__What to do__
- A) From the Spark aggregate() page, list each string that is paired with a number in the list passed to sc.parallelize.
- B) Reproduce the portion of the Spark aggregate() page between "Compared to reduce()" and "avoid memory allocation.", inclusive.

Spark Basics: aggregate() Example

18 November 2015

aggregate() Example

Compared to reduce() & fold(), the aggregate() function has the advantage, it can return different Type vis-a-vis the RDD Element Type(ie Input Element type)

Syntax

def aggregate[U](zeroValue: U)(seqOp: (U, T) ⇒ U, combOp: (U, U) ⇒ U)(implicit arg0: ClassTag[U]): U
Aggregate the elements of each partition, and then the results for all the partitions, using given combine functions and a neutral "zero value". This function can return a different result type, U, than the type of this RDD, T. Thus, we need one operation for merging a T into an U and one operation for merging two U's, as in scala.TraversableOnce. Both of these functions are allowed to modify and return their first argument instead of creating a new U to avoid memory allocation.

In this example, the RDD element type is (String, Int) whereas the return type is Int

Example

scala> val inputrdd = sc.parallelize(
     |    List(
     |       ("maths", 21),
     |       ("english", 22),
     |       ("science", 31)
     |    ),
     |    3
     | )
inputrdd: org.apache.spark.rdd.RDD[(String, Int)] = ParallelCollectionRDD[14] at parallelize at :21

scala> inputrdd.partitions.size
res18: Int = 3

scala> val result = inputrdd.aggregate(3) (
     |    /*
     |     * This is a seqOp for merging T into a U
     |     * ie (String, Int) in  into Int
     |     * (we take (String, Int) in 'value' & return Int)

__Supplied data__
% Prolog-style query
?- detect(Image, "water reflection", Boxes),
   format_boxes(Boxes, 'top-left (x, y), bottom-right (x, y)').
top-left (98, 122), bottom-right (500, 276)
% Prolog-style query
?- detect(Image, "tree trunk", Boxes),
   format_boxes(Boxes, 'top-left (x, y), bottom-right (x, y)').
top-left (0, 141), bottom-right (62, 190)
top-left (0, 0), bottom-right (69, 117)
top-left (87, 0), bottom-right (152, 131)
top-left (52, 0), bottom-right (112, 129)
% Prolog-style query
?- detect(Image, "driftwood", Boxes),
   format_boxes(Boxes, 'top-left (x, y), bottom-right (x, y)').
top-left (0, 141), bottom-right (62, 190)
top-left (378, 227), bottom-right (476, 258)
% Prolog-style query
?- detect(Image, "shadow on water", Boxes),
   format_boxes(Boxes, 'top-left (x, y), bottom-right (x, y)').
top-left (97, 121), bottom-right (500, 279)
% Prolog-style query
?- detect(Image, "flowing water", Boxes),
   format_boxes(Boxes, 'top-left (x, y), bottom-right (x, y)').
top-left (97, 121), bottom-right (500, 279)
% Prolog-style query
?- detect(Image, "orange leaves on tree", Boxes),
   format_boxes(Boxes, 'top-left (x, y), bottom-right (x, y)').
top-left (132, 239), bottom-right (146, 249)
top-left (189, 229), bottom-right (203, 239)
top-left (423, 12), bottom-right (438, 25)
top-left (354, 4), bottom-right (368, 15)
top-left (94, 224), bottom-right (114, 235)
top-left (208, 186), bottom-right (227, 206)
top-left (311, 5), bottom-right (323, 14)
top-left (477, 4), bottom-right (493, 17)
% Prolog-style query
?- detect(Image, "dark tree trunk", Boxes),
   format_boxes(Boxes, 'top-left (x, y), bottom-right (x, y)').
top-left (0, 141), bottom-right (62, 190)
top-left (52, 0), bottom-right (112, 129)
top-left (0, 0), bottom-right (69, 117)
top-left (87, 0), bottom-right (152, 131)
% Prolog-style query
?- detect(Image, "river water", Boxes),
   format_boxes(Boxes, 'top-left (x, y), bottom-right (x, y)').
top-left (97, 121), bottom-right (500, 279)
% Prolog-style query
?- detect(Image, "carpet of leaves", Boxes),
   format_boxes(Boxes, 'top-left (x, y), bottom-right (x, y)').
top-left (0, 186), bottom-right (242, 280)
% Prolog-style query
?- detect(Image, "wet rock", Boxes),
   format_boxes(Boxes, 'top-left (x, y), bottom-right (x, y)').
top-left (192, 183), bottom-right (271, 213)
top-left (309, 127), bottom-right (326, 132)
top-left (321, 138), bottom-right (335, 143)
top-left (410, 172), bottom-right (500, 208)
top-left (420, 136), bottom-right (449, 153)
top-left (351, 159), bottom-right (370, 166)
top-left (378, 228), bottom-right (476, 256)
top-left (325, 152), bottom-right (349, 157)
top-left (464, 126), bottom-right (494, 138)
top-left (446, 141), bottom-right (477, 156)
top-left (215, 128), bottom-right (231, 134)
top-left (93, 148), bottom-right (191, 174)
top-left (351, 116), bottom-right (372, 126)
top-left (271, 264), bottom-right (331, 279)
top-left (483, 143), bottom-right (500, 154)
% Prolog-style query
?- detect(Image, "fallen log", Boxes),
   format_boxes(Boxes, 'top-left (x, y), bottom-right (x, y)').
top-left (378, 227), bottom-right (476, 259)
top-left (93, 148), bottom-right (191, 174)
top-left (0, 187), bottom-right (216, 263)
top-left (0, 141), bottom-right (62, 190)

__Answers to the tasks__
- A) maths, english, science

- B)
Compared to reduce() & fold(), the aggregate() function has the advantage, it can return different Type vis-a-vis the RDD Element Type(ie Input Element type)

Syntax

def aggregate[U](zeroValue: U)(seqOp: (U, T) ⇒ U, combOp: (U, U) ⇒ U)(implicit arg0: ClassTag[U]): U
Aggregate the elements of each partition, and then the results for all the partitions, using given combine functions and a neutral "zero value". This function can return a different result type, U, than the type of this RDD, T. Thus, we need one operation for merging a T into an U and one operation for merging two U's, as in scala.TraversableOnce. Both of these functions are allowed to modify and return their first argument instead of creating a new U to avoid memory allocation.